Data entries

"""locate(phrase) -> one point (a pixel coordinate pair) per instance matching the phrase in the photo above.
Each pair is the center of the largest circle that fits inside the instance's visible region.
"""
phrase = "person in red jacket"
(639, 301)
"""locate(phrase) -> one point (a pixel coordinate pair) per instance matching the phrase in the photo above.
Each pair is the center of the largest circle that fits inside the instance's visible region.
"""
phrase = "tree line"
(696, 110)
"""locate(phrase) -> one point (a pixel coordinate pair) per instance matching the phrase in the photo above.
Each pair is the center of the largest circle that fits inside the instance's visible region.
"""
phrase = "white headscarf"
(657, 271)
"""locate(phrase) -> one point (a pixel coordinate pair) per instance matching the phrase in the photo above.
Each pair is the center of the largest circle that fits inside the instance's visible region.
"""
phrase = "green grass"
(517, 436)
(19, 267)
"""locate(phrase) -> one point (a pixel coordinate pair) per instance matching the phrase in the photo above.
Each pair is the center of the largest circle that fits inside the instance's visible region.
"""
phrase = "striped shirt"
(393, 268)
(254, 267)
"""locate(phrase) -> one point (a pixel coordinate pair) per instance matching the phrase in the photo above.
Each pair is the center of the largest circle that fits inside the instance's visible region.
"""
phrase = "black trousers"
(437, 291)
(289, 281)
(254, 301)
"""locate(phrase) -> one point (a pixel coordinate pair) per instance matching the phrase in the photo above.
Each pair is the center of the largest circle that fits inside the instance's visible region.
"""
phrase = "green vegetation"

Work required: Count the lines of the data above that contain the string "green", treating uppercase and lowercase letters as distinct, and give only the number.

Answer: 2